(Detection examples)
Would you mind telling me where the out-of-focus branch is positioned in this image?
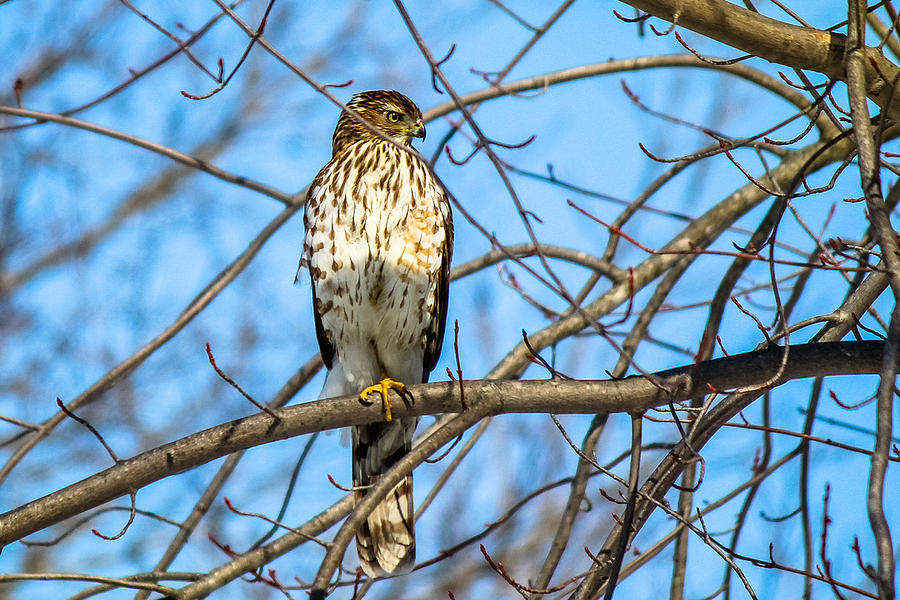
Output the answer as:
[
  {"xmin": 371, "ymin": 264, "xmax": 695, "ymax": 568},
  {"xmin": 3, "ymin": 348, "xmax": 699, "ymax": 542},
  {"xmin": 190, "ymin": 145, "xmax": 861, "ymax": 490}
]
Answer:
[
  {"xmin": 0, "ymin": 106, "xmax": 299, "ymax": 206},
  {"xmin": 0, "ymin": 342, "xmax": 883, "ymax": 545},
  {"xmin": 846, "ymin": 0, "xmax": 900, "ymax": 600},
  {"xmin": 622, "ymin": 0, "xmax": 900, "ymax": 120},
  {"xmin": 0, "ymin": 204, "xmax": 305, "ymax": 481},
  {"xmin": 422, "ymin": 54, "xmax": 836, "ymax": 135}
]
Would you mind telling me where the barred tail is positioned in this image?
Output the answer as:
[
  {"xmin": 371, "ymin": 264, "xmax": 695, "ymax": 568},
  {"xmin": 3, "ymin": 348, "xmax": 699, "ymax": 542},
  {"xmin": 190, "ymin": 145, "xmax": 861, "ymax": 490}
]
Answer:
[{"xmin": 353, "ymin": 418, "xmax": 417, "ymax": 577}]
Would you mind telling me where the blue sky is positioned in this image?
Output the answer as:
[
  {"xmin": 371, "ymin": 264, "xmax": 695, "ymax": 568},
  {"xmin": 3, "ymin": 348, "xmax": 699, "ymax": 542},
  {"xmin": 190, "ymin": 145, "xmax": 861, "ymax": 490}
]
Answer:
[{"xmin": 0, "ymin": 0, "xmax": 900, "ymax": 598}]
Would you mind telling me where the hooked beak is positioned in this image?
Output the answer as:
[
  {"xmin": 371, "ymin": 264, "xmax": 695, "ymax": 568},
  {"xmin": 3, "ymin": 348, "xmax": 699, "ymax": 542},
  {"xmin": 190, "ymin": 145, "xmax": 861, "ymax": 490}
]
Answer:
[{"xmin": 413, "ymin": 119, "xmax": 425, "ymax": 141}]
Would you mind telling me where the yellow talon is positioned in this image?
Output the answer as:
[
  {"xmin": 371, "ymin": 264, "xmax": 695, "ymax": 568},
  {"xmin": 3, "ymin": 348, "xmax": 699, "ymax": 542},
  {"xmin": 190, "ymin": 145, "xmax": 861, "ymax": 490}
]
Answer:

Work required:
Reproduce the records above exactly, leaving out every picture they contain.

Solution to the exercise:
Would you mind telling me where the out-of-focus branch is positioned in this image?
Output the answer as:
[
  {"xmin": 371, "ymin": 264, "xmax": 695, "ymax": 568},
  {"xmin": 3, "ymin": 348, "xmax": 699, "ymax": 542},
  {"xmin": 190, "ymin": 145, "xmax": 861, "ymax": 490}
]
Answer:
[
  {"xmin": 0, "ymin": 106, "xmax": 299, "ymax": 206},
  {"xmin": 0, "ymin": 342, "xmax": 883, "ymax": 545},
  {"xmin": 846, "ymin": 0, "xmax": 900, "ymax": 600},
  {"xmin": 622, "ymin": 0, "xmax": 900, "ymax": 120},
  {"xmin": 0, "ymin": 204, "xmax": 305, "ymax": 481},
  {"xmin": 422, "ymin": 54, "xmax": 836, "ymax": 135}
]
Would you mind telling me where the barred tail is positioned in this image?
Output the answer as:
[
  {"xmin": 371, "ymin": 264, "xmax": 695, "ymax": 568},
  {"xmin": 3, "ymin": 348, "xmax": 699, "ymax": 542},
  {"xmin": 190, "ymin": 145, "xmax": 861, "ymax": 490}
]
Answer:
[{"xmin": 353, "ymin": 418, "xmax": 417, "ymax": 577}]
Would you mind telling me where the blue sky is positioned in this image?
Output the answer as:
[
  {"xmin": 371, "ymin": 264, "xmax": 695, "ymax": 568},
  {"xmin": 3, "ymin": 348, "xmax": 699, "ymax": 542},
  {"xmin": 190, "ymin": 145, "xmax": 861, "ymax": 490}
]
Answer:
[{"xmin": 0, "ymin": 0, "xmax": 900, "ymax": 598}]
Would you mind telling me where the hooked beak is positioned in this image?
Output the answer as:
[
  {"xmin": 371, "ymin": 264, "xmax": 695, "ymax": 568},
  {"xmin": 3, "ymin": 348, "xmax": 699, "ymax": 542},
  {"xmin": 190, "ymin": 145, "xmax": 861, "ymax": 490}
]
Answer:
[{"xmin": 413, "ymin": 119, "xmax": 425, "ymax": 141}]
Would you mind telling me where the yellow talon is positioned in this image?
Output the answer as:
[
  {"xmin": 371, "ymin": 264, "xmax": 695, "ymax": 568},
  {"xmin": 3, "ymin": 348, "xmax": 699, "ymax": 542},
  {"xmin": 190, "ymin": 145, "xmax": 861, "ymax": 490}
]
Answer:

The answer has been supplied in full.